● **Task objective**
Gather every line in the material below that contains the string "query" and copy each one in full. Letter case counts, so only exact-case matches qualify.

(Entries from a pointing dataset)
┄┄┄┄┄┄

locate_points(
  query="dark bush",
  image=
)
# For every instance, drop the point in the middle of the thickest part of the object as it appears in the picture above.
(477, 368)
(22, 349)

┄┄┄┄┄┄

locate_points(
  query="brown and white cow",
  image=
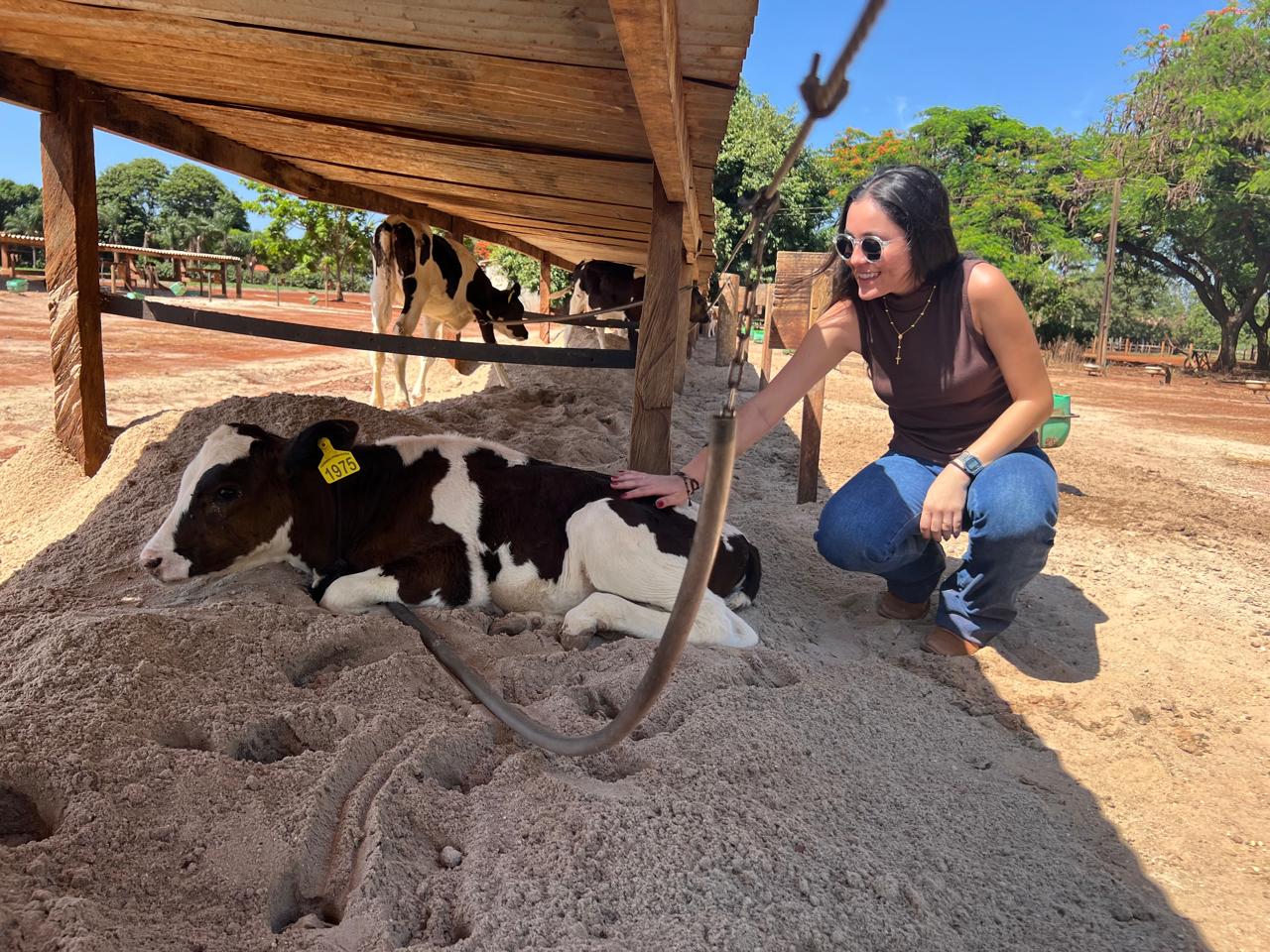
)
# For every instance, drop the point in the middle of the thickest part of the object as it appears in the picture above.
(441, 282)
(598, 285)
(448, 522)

┄┄┄┄┄┄

● **Result for this task**
  query="dark bush",
  query="brown and white cow",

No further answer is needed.